SOURCE PASSAGE →
Budget contains 'first step' in addressing prison population

RONNIE ELLIS
CNHI News Service

Frankfort The budget passed Tuesday by the House Appropriations and Revenue Committee contains provisions to increase parole review, in home incarceration and other measures to reduce prison and jail populations.

Budget contains 'first step' in addressing prison population

County jails won’t get more money under the budget passed out of the House Appropriations and Revenue Committee Tuesday, but they won’t lose any either.

But there are some things in the budget which may reduce the explosion of inmates and overcrowding in Kentucky prisons and jails and even save money for the state corrections department.

A&R Vice Chair Robin Webb, D-Grayson, said the budget calls for an increase in the number of parole board teams to “allow more direct review” of inmates readiness for parole and “require more attention to Class D felons in county jails who are not getting paroled at the same rate as prison inmates.”

She said that doesn’t make sense inasmuch as Class D inmates have committed non-violent crimes and represent less risk to society. The budget also contains provisions to increase in-home incarceration, allow more credit for good behavior and credit for completion of education and substance abuse programs.

Together, those provisions should add up to fewer inmates in jails and prison while awaiting trial or by serving alternative sentences or by being released sooner. Rep. Jesse Crenshaw, D-Lexington, who chairs the subcommittee on justice, said the changes might add up to as much as a $30 million savings for the state corrections system.

“It’s a good start on some long-term policy issues we need to do,” Webb said.

The budget also restores $1.9 million in county jail allotments which Beshear cut out of his original jail proposal. That money was first appropriated in 1983 to help jails with the costs of housing county inmates and is separate from the per diem payments the state makes to county jails to house state Class D and sometimes Class C prisoners.

The amount has risen only about $400,000 since 1983 while county prisoner incarceration rates have risen about 500 percent, according to Vince Lang, Executive Director of the County Judge/Executives Association. The association has been lobbying lawmakers to increase the allotment, but ran into a constrained revenue forecast and budget outlook this year.

While the A&R Committee marked up the budget, Beshear announced he supports Senate Bill 72 sponsored by Sen. Dan Kelly, R-Springfield, which would allow non-violent, non-sexual offenders with substance abuse problems to be diverted into pre-trial treatment programs.

“It’s the governor’s position that we’ve got to do something about the corrections population,” said Kelly who welcomed the governor’s support for the bill which has already passed the Senate and is now in the House Judiciary Committee which will hold hearings on the bill Wednesday.

The bill would allow those charged with non-violent, non-sexual crimes to enter intensive, residential drug treatment programs. Research data shows those who complete such programs have a much lower incidence of recurrence of drug problems and re-entering the justice system. Those who successfully complete the program under Kelly’s bill would avoid jail time.

Since 1970, the overall crime rate has increased by about 3 percent but the incarceration rate has jumped 600 percent as the total prison population in Kentucky went from about 2,800 in 1970 to 22,400 today. About 8,000 of those are housed in county jails which in many counties are busting county budgets.

Location identification items
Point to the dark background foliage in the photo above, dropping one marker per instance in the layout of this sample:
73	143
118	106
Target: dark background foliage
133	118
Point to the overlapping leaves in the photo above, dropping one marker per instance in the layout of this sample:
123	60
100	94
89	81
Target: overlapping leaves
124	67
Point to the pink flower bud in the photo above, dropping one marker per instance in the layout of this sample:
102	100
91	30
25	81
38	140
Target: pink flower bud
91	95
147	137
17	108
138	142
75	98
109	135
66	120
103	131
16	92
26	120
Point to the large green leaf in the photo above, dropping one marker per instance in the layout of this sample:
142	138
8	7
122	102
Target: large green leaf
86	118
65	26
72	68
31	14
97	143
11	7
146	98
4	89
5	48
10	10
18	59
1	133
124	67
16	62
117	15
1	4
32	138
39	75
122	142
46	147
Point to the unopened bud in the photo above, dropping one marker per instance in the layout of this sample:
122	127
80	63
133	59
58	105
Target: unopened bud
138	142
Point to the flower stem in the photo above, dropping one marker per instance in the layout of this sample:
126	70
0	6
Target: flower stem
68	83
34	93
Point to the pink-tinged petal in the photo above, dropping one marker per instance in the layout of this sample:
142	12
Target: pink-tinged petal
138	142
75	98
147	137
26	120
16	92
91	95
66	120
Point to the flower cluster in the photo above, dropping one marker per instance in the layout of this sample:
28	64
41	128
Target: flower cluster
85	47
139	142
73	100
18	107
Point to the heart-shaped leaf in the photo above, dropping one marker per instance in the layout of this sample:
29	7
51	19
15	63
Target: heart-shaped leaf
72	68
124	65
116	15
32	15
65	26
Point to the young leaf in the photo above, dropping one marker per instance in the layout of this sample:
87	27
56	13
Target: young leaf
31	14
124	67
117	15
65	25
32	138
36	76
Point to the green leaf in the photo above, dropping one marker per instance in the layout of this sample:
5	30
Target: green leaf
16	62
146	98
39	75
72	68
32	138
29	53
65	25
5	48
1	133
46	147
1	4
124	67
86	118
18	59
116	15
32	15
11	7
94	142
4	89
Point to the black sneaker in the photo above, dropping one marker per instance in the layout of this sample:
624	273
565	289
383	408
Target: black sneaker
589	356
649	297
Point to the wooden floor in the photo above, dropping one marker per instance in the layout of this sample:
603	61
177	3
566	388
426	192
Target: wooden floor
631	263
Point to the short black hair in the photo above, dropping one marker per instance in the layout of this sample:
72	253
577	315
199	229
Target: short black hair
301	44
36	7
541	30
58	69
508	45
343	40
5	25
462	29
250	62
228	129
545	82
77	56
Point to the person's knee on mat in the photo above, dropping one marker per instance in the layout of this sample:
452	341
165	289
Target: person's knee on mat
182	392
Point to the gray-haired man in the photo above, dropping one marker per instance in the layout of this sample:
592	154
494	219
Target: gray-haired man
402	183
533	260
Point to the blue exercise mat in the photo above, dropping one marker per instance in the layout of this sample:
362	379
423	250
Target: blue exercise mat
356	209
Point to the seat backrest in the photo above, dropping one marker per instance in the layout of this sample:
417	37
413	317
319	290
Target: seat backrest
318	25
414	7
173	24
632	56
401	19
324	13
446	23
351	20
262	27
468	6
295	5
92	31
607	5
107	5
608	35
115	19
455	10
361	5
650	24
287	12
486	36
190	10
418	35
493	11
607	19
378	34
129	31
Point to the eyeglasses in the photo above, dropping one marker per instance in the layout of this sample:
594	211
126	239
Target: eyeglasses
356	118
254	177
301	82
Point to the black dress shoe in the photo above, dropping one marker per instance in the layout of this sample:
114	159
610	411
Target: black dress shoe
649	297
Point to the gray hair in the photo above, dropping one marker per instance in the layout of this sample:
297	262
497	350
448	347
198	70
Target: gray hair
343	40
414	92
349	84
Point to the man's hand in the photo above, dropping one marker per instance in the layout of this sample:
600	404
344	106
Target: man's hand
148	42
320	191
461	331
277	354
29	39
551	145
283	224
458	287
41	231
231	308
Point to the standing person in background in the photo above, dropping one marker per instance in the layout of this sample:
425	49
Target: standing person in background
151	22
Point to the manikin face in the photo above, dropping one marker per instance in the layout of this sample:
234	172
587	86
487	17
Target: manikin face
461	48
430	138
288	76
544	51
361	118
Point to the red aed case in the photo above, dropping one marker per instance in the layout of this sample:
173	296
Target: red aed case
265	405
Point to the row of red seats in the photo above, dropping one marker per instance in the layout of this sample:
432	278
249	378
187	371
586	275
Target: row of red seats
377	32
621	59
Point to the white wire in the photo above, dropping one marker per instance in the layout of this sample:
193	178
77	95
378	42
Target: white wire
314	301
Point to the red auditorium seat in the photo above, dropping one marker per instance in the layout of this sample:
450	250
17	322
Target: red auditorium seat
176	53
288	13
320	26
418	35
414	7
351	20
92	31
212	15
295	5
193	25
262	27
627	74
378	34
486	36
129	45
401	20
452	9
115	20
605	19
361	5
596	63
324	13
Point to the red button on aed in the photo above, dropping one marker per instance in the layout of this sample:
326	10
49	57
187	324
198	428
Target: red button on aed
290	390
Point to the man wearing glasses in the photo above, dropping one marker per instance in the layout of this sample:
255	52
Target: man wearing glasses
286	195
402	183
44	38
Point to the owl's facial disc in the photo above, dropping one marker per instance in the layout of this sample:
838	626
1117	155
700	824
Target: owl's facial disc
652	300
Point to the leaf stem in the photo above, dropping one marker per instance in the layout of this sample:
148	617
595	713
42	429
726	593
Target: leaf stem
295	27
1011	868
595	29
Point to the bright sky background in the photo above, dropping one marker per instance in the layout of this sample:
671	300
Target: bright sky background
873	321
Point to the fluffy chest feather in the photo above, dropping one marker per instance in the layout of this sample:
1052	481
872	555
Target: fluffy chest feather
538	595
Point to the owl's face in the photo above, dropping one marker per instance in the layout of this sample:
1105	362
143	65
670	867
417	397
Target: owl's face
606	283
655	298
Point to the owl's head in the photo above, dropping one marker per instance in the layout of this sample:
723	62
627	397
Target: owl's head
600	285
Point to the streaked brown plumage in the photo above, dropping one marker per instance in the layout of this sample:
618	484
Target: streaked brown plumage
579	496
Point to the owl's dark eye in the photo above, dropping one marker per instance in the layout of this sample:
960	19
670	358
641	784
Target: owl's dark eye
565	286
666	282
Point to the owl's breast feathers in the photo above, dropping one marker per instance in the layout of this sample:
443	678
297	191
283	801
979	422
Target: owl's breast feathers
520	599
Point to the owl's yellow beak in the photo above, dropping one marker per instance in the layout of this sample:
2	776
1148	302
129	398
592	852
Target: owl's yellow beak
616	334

WRITTEN EXERCISE 1 → In the article on Kentucky's budget and prison population, roughly how many of the state's inmates are housed in county jails?
WRITTEN EXERCISE 2 → Give as a JSON list of strings, one per line and skipping blank lines, the rows starting with the line containing "Point to the owl's yellow" and going on through the end of the rows.
The article and the rows have no connection to each other.

SOLUTION 1 → About 8,000.

SOLUTION 2 →
[
  "Point to the owl's yellow beak in the photo above, dropping one marker per instance in the layout of this sample:",
  "2\t776",
  "1148\t302",
  "129\t398",
  "592\t852",
  "Target: owl's yellow beak",
  "616\t334"
]